Parts of the exercise:
**1)** List every length of time given in the news report on the Boat Harbour cleanup.
**2)** Reproduce the part of the Boat Harbour cleanup report from "The conditions imposed" to "for 10 years." without changing a word.

Passage to read:
—————

HALIFAX – A councillor with Pictou Landing First Nation in Nova Scotia says a cleanup plan approved by Ottawa further delays the removal of contaminated sludge that his community has been living next to for decades.
Federal Environment Minister Steven Guilbeault on Friday gave the Nova Scotia government the go-ahead for the remediation of Boat Harbour in Pictou County, where a pulp mill dumped effluent next to a Mi’kmaq community for more than 50 years.
The decision comes with conditions, including the creation of an advisory committee in partnership with the First Nation to identify possible locations for the long-term storage of the contaminated waste.
Pictou Landing band councillor Derek Francis says he is angry the decision doesn’t include a plan to urgently relocate the toxic sludge away from the First Nation to one of the alternative sites he and other members of council have proposed.
The conditions imposed by Guilbeault say that if a suitable location for the sludge is not found within one year, the committee can keep working on finding a solution for 10 years.

—————

[Saved entries]
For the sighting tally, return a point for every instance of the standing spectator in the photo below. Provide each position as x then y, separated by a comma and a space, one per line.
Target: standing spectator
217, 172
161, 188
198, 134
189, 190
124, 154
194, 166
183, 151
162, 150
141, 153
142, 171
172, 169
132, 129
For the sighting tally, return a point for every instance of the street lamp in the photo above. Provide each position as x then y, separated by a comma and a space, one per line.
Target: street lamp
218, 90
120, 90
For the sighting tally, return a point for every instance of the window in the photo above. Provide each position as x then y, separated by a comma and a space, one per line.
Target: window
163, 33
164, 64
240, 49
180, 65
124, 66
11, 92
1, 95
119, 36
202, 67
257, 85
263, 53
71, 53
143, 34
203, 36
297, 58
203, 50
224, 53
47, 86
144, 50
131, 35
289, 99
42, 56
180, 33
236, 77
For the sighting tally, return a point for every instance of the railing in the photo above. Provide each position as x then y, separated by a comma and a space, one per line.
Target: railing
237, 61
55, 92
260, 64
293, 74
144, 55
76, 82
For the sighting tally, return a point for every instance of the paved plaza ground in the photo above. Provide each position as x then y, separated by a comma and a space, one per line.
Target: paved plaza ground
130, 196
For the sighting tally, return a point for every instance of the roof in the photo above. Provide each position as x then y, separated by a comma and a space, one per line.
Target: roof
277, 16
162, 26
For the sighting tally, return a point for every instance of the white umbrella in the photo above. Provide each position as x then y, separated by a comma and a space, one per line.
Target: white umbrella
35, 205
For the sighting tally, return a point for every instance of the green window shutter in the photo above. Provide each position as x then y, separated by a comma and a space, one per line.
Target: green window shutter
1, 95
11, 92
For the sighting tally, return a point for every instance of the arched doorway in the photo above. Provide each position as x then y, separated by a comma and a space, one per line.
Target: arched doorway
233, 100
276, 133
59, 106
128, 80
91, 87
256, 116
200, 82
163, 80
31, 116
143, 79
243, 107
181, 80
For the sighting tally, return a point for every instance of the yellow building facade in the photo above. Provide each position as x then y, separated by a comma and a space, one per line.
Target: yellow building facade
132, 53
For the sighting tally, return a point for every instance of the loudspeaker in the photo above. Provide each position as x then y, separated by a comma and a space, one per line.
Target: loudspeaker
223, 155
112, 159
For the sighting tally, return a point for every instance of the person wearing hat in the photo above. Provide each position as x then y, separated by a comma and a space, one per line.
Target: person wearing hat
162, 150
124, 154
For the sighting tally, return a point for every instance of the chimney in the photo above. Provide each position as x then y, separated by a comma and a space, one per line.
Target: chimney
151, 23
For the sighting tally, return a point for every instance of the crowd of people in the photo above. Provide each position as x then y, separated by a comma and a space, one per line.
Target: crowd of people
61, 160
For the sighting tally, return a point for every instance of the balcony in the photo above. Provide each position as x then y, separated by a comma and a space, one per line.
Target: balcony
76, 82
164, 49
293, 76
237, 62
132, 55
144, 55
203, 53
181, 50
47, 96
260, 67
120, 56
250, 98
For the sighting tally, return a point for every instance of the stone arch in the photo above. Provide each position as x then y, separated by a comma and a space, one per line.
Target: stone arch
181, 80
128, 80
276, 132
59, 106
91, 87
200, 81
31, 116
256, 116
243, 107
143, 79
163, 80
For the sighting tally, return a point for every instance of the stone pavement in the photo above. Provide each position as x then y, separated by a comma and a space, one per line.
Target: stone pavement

—————

Responses to the exercise:
**1)**
- decades
- more than 50 years
- one year
- 10 years

**2)**
The conditions imposed by Guilbeault say that if a suitable location for the sludge is not found within one year, the committee can keep working on finding a solution for 10 years.